### Work request:
Exactly as given, output all the records that follow.

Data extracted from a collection
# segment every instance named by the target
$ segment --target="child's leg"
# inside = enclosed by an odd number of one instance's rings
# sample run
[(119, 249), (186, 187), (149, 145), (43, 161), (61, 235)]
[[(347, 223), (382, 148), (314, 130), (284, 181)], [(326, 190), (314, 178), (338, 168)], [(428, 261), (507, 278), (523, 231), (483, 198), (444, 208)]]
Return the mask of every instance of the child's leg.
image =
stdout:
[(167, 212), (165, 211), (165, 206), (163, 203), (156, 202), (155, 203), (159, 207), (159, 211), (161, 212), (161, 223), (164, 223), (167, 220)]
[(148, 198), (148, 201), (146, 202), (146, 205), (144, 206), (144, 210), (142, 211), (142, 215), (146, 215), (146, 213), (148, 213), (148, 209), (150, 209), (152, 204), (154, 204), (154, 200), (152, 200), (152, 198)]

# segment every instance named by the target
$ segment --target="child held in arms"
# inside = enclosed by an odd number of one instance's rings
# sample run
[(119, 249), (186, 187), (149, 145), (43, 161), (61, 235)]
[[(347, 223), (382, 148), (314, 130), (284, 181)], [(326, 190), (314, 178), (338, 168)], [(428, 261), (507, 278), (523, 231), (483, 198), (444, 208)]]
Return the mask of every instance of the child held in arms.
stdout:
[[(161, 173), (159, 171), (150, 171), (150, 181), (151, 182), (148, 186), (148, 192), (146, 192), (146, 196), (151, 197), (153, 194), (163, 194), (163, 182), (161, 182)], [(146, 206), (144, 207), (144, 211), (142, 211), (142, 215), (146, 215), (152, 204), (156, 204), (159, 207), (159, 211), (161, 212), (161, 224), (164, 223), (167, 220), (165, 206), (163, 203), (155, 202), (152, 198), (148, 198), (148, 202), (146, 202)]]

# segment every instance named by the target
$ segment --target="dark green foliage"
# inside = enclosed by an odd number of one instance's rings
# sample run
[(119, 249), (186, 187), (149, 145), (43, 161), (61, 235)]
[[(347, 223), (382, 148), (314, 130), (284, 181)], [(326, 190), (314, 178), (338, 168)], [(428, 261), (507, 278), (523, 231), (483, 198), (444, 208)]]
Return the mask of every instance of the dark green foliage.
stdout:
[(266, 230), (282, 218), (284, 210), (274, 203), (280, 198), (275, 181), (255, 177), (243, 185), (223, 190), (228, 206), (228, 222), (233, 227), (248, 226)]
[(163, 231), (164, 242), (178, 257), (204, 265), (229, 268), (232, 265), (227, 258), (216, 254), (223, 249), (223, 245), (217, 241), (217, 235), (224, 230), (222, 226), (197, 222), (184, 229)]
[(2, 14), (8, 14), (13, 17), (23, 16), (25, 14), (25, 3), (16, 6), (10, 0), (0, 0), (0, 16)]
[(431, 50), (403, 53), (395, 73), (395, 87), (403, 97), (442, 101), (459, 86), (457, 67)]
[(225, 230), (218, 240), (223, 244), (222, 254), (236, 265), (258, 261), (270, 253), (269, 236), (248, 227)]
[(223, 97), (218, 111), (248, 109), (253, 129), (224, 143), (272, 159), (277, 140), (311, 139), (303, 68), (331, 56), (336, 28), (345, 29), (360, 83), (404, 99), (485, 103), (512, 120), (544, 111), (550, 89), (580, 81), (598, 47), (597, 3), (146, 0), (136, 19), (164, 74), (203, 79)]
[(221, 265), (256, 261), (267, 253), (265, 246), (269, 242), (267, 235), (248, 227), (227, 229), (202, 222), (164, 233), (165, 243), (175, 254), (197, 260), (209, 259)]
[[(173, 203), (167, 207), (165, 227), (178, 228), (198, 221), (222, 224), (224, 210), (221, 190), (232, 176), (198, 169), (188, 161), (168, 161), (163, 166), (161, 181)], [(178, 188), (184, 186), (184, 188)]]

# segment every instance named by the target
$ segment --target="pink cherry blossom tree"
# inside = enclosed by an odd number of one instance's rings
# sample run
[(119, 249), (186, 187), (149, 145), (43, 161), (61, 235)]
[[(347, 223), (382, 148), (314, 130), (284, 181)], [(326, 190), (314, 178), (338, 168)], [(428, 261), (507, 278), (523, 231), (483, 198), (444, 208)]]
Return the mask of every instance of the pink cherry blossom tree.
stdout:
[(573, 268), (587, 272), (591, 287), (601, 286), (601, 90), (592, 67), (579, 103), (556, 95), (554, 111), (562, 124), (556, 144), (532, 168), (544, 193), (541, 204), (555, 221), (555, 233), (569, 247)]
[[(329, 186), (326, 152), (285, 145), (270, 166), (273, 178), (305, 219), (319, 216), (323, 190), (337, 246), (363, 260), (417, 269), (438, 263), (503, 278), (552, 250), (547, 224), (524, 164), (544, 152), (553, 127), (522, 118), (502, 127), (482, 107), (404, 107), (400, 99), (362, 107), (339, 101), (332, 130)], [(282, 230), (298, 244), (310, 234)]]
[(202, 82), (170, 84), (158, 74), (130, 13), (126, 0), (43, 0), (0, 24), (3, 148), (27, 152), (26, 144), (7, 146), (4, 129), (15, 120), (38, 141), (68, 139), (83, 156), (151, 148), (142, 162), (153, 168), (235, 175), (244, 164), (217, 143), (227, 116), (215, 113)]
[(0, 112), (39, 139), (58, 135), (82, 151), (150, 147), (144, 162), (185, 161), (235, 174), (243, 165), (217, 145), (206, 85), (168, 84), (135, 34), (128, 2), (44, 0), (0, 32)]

### Written response:
# segment every instance named by the target
$ segment --target="child's leg"
# inside = enclosed by an odd number of one instance's rings
# sample run
[(119, 249), (186, 187), (149, 145), (43, 161), (61, 235)]
[[(347, 223), (382, 148), (314, 130), (284, 181)], [(326, 190), (314, 178), (338, 168)], [(428, 261), (507, 278), (523, 231), (483, 198), (444, 208)]]
Return the mask of every instance of the child's leg.
image =
stdout:
[(167, 212), (165, 211), (165, 206), (163, 203), (156, 202), (155, 203), (159, 207), (159, 211), (161, 212), (161, 223), (164, 223), (167, 220)]
[(148, 198), (148, 201), (146, 202), (146, 205), (144, 206), (144, 210), (142, 211), (142, 215), (146, 215), (146, 213), (148, 213), (148, 209), (150, 209), (152, 204), (154, 204), (154, 200), (152, 200), (152, 198)]

# segment every instance named by the target
$ segment --target="child held in arms"
# inside = enclosed by an odd number of one instance's rings
# sample run
[(119, 249), (186, 187), (149, 145), (43, 161), (61, 235)]
[[(347, 223), (382, 148), (314, 130), (284, 181)], [(326, 190), (314, 178), (338, 168)], [(428, 261), (507, 278), (523, 231), (483, 198), (444, 208)]]
Return the mask of every instance of the child held in arms.
stdout:
[[(161, 173), (159, 171), (150, 171), (150, 181), (151, 182), (148, 186), (148, 192), (146, 192), (146, 196), (151, 197), (153, 194), (163, 194), (163, 182), (161, 182)], [(146, 206), (144, 207), (144, 211), (142, 211), (142, 215), (146, 215), (152, 204), (156, 204), (159, 207), (159, 211), (161, 212), (161, 224), (164, 223), (167, 220), (165, 206), (163, 203), (155, 202), (152, 198), (148, 198), (148, 202), (146, 202)]]

# segment every instance named by the target
$ segment --target="dark green foliage"
# inside = enclosed by an odd number of one instance's rings
# sample run
[(119, 249), (186, 187), (149, 145), (43, 161), (61, 235)]
[[(347, 223), (382, 148), (314, 130), (284, 181)], [(326, 190), (314, 178), (338, 168)], [(428, 261), (507, 278), (523, 231), (483, 198), (444, 208)]]
Return the mask of every instance of the dark green foliage.
stdout:
[(266, 230), (282, 218), (284, 210), (274, 203), (280, 198), (275, 181), (255, 177), (243, 185), (223, 190), (228, 206), (228, 222), (233, 227), (248, 226)]
[(163, 231), (164, 242), (178, 257), (204, 265), (229, 268), (232, 265), (227, 258), (216, 254), (223, 249), (223, 245), (217, 241), (217, 235), (224, 230), (222, 226), (197, 222), (184, 229)]
[(2, 14), (8, 14), (13, 17), (23, 16), (25, 14), (25, 3), (16, 6), (10, 0), (0, 0), (0, 16)]
[(431, 50), (403, 53), (395, 73), (395, 87), (403, 97), (442, 101), (459, 86), (457, 67)]
[(225, 230), (218, 240), (223, 244), (222, 254), (236, 265), (258, 261), (270, 253), (269, 236), (248, 227)]
[(223, 97), (218, 111), (248, 109), (253, 129), (224, 143), (272, 159), (277, 140), (311, 139), (303, 68), (331, 56), (336, 28), (345, 29), (360, 83), (404, 99), (485, 103), (512, 120), (544, 111), (550, 89), (580, 81), (598, 47), (597, 3), (146, 0), (136, 19), (164, 74), (203, 79)]
[(221, 265), (256, 261), (267, 253), (265, 246), (269, 242), (267, 235), (248, 227), (227, 229), (202, 222), (164, 233), (165, 243), (175, 254), (197, 260), (209, 259)]
[[(173, 203), (167, 207), (165, 227), (178, 228), (198, 221), (222, 224), (224, 210), (221, 190), (232, 176), (198, 169), (188, 161), (168, 161), (163, 166), (161, 181)], [(178, 188), (184, 186), (184, 188)]]

# segment every instance named by the target
$ segment --target="pink cherry blossom tree"
# inside = enclosed by an odd number of one instance's rings
# sample run
[(119, 249), (186, 187), (149, 145), (43, 161), (61, 235)]
[[(347, 223), (382, 148), (314, 130), (284, 181)], [(326, 190), (314, 178), (338, 168)], [(428, 261), (507, 278), (523, 231), (483, 198), (444, 208)]]
Return the mask of every instance of the pink cherry blossom tree.
stdout:
[(573, 268), (587, 272), (591, 287), (601, 286), (601, 90), (592, 67), (579, 103), (556, 95), (554, 111), (562, 124), (556, 144), (532, 168), (544, 193), (541, 204), (555, 221), (555, 233), (569, 247)]
[[(329, 186), (326, 152), (285, 145), (270, 166), (273, 178), (305, 219), (319, 216), (323, 190), (337, 246), (363, 260), (417, 269), (438, 263), (503, 278), (552, 250), (547, 224), (524, 164), (544, 152), (553, 127), (522, 118), (502, 127), (482, 107), (404, 107), (400, 99), (362, 107), (339, 101), (332, 130)], [(282, 230), (298, 244), (310, 234)]]
[(202, 82), (170, 84), (158, 74), (130, 13), (126, 0), (43, 0), (0, 24), (3, 148), (27, 152), (26, 144), (7, 146), (4, 129), (15, 120), (38, 141), (68, 139), (83, 156), (151, 148), (142, 162), (153, 168), (235, 175), (244, 164), (217, 143), (227, 116), (215, 113)]
[(0, 112), (39, 139), (58, 135), (82, 151), (150, 147), (144, 162), (185, 161), (235, 174), (243, 165), (217, 145), (206, 85), (168, 84), (135, 34), (128, 2), (44, 0), (0, 32)]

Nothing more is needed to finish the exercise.